Take the records below from their first line through the line that contains "162), (143, 167)]]", and arrange those lines as a numbered list, leaving out any blank lines.

A run of records:
(begin)
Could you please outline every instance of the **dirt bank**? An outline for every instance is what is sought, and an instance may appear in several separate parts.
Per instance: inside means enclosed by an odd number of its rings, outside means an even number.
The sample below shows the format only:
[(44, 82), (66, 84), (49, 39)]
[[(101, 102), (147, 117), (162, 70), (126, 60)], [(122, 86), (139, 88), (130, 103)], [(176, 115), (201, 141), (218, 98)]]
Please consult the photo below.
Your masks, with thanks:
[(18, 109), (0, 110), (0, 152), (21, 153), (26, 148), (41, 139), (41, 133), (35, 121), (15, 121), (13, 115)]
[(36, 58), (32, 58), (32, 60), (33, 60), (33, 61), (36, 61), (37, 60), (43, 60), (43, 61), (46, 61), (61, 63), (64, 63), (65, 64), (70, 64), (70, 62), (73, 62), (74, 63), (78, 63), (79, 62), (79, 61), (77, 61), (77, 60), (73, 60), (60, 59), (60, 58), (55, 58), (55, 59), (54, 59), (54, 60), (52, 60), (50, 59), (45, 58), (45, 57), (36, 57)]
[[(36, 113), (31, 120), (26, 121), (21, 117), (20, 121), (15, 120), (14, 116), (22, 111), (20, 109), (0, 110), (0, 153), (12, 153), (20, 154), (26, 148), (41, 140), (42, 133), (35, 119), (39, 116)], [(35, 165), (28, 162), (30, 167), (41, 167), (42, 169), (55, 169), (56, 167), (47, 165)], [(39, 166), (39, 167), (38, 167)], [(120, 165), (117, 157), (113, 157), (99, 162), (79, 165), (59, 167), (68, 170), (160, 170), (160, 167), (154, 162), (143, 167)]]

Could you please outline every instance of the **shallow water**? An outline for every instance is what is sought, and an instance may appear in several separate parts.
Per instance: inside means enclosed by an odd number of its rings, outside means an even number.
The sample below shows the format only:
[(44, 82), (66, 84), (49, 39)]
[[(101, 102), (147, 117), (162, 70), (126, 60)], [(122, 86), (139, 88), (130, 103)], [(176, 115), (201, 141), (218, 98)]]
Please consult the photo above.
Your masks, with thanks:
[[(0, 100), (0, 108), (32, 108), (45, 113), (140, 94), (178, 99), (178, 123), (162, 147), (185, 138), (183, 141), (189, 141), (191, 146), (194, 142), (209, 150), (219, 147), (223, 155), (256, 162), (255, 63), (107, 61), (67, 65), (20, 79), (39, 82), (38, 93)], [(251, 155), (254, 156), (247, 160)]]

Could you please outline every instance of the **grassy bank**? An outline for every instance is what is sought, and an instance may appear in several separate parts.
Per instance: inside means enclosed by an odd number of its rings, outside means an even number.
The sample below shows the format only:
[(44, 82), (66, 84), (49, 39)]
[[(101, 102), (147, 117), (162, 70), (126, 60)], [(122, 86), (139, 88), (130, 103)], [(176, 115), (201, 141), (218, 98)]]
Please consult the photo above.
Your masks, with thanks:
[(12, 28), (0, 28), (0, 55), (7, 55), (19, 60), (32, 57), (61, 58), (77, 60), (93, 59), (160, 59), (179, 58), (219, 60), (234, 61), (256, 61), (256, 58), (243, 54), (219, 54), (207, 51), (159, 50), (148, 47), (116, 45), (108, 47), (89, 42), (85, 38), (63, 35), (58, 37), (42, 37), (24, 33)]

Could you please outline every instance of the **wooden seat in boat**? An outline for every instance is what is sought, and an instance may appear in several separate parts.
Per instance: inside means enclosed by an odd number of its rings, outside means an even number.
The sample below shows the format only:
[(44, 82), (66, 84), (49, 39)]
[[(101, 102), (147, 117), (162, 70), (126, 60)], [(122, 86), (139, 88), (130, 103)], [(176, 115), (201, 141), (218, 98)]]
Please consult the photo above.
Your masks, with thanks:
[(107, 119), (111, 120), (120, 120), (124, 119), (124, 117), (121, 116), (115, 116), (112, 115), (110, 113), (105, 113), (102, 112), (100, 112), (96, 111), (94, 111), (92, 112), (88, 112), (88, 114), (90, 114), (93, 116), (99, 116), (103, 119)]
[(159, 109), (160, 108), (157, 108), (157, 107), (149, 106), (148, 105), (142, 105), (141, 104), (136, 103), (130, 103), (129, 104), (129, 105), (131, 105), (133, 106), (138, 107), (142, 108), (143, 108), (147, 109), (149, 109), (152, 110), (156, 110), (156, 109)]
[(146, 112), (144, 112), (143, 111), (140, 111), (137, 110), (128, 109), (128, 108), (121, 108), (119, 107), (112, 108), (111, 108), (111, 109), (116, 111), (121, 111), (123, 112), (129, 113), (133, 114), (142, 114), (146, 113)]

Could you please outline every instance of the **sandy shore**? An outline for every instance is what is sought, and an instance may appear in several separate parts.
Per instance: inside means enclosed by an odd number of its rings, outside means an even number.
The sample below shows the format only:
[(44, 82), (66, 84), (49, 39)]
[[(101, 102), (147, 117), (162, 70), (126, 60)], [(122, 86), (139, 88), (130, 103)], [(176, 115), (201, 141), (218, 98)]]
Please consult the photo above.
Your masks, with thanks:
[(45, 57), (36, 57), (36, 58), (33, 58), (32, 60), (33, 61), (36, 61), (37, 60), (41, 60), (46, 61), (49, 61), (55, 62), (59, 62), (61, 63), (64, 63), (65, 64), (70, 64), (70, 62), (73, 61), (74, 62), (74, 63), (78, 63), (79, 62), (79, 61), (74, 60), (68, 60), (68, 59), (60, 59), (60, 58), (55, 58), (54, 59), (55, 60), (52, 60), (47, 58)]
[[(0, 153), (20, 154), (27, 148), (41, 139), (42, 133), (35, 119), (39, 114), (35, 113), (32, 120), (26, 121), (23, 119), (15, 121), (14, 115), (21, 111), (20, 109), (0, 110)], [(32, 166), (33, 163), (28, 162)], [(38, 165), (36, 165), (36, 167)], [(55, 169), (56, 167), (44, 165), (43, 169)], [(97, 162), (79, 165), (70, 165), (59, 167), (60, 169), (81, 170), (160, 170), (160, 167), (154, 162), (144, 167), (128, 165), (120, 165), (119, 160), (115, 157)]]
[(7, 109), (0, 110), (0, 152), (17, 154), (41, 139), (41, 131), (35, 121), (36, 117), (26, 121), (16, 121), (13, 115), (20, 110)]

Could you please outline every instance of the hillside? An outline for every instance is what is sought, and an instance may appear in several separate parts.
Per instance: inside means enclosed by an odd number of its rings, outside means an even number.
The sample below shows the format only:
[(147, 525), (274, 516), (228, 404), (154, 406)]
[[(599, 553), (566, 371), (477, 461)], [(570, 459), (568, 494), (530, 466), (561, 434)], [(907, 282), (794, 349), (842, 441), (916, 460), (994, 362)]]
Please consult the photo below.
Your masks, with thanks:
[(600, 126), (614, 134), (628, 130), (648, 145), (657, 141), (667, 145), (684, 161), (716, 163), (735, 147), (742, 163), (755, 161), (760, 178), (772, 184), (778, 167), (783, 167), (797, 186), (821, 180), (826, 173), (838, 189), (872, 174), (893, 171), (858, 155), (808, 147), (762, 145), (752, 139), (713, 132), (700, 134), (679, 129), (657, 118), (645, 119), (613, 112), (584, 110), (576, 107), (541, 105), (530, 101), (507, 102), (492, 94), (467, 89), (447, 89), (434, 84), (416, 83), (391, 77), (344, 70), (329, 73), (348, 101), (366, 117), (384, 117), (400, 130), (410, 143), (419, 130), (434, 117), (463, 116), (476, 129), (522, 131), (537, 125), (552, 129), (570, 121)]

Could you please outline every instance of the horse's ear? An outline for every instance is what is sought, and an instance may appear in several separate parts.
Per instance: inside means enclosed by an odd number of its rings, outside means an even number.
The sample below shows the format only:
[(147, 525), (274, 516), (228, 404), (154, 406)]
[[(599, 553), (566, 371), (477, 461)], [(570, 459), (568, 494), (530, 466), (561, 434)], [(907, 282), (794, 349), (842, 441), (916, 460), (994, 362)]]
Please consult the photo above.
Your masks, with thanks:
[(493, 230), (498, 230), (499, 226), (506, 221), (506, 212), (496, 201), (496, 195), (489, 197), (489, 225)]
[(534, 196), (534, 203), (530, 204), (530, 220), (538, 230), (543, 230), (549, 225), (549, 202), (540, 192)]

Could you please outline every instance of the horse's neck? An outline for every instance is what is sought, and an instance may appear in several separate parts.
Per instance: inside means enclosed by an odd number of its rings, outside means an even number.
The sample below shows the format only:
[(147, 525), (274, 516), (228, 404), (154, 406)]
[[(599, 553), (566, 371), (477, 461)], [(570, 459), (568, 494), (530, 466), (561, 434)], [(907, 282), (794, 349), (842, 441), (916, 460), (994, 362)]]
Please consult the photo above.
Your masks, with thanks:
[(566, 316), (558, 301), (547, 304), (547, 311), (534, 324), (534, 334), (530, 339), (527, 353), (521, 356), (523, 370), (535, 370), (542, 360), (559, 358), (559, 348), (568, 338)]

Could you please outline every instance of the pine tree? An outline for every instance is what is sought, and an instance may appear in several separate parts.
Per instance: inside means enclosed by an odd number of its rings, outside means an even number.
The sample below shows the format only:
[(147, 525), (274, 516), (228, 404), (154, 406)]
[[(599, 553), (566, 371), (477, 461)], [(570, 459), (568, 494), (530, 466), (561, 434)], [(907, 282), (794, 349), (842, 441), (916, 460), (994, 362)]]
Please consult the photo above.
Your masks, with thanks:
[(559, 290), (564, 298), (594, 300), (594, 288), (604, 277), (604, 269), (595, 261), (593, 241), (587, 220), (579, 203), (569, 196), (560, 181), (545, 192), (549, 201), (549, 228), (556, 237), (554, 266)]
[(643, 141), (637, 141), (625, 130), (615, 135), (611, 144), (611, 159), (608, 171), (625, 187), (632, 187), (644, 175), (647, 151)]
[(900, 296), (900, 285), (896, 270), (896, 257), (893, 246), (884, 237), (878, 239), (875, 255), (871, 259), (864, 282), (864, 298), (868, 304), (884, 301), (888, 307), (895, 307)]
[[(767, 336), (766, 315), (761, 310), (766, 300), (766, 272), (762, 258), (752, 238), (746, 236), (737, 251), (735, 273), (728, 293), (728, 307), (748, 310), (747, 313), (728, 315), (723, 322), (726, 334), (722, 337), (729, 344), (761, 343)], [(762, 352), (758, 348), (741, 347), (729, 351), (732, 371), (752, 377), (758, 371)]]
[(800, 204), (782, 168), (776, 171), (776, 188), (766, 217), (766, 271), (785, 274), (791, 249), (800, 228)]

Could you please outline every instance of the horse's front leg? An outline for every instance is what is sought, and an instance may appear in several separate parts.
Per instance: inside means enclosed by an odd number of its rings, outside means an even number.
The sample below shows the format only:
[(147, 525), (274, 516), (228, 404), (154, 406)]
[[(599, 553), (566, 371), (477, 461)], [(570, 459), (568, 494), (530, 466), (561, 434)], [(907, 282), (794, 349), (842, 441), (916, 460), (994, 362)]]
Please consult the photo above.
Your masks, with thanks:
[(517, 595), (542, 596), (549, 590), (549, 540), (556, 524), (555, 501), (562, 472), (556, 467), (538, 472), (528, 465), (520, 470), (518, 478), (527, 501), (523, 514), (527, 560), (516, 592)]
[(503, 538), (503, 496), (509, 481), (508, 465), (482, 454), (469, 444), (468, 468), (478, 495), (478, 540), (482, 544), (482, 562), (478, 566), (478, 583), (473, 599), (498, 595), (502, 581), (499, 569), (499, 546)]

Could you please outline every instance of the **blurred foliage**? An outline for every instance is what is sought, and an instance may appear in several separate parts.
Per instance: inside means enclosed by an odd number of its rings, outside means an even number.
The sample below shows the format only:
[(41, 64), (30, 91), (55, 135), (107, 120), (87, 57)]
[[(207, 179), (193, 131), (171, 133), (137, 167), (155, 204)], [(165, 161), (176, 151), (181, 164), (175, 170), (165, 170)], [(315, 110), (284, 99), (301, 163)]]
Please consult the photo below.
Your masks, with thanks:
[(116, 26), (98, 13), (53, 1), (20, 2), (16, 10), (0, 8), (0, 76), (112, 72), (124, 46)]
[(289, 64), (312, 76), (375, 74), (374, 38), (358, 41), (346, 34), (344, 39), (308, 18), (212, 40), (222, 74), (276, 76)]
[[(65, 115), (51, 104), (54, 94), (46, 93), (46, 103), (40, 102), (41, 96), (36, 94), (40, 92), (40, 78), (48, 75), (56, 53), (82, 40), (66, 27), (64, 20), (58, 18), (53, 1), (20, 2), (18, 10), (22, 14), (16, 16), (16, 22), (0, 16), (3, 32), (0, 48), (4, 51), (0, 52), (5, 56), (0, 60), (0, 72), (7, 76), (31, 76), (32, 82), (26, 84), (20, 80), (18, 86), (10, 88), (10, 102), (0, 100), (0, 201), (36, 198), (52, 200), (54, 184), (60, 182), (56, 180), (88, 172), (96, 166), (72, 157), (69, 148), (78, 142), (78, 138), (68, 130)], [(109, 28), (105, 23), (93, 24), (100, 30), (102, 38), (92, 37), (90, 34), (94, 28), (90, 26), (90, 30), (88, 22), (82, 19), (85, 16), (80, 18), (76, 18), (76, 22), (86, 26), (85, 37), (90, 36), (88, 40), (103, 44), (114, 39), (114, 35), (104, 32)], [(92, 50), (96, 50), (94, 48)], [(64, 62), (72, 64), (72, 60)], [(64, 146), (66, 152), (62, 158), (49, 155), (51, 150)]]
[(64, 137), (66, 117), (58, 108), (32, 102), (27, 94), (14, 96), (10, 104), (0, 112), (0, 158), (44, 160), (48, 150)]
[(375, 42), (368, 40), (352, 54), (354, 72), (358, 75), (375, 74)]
(end)
▶ [Complete response]
1. Could you please outline every instance of the **dirt bank**? An outline for every instance is what is sought, and an instance may appear in several separate parts.
2. Per instance: inside means enclosed by an odd number of its rings, outside means an even number.
3. The sample below shows the format only:
4. [(44, 82), (66, 84), (49, 39)]
5. [[(101, 102), (147, 117), (162, 70), (126, 60)], [(122, 86), (139, 88), (130, 103)], [(176, 115), (201, 141), (218, 98)]]
6. Please consult the photo below.
7. Your masks, with thanks:
8. [(18, 109), (0, 110), (0, 152), (21, 153), (26, 148), (41, 139), (41, 133), (35, 121), (15, 121), (13, 115)]
9. [(36, 58), (32, 58), (32, 60), (33, 60), (33, 61), (36, 61), (37, 60), (43, 60), (43, 61), (46, 61), (61, 63), (64, 63), (65, 64), (70, 64), (70, 62), (73, 62), (74, 63), (78, 63), (79, 62), (79, 61), (77, 61), (77, 60), (73, 60), (60, 59), (60, 58), (55, 58), (55, 59), (54, 59), (54, 60), (52, 60), (50, 59), (45, 58), (45, 57), (36, 57)]
10. [[(36, 113), (31, 120), (26, 121), (21, 117), (20, 121), (15, 120), (14, 116), (22, 111), (20, 109), (0, 110), (0, 153), (12, 153), (20, 154), (26, 148), (41, 140), (42, 133), (35, 119), (39, 116)], [(35, 165), (28, 162), (30, 167), (41, 167), (42, 169), (55, 169), (56, 167), (47, 165)], [(39, 166), (39, 167), (38, 167)], [(120, 165), (117, 157), (113, 157), (99, 162), (79, 165), (59, 167), (68, 170), (160, 170), (160, 167), (154, 162), (143, 167)]]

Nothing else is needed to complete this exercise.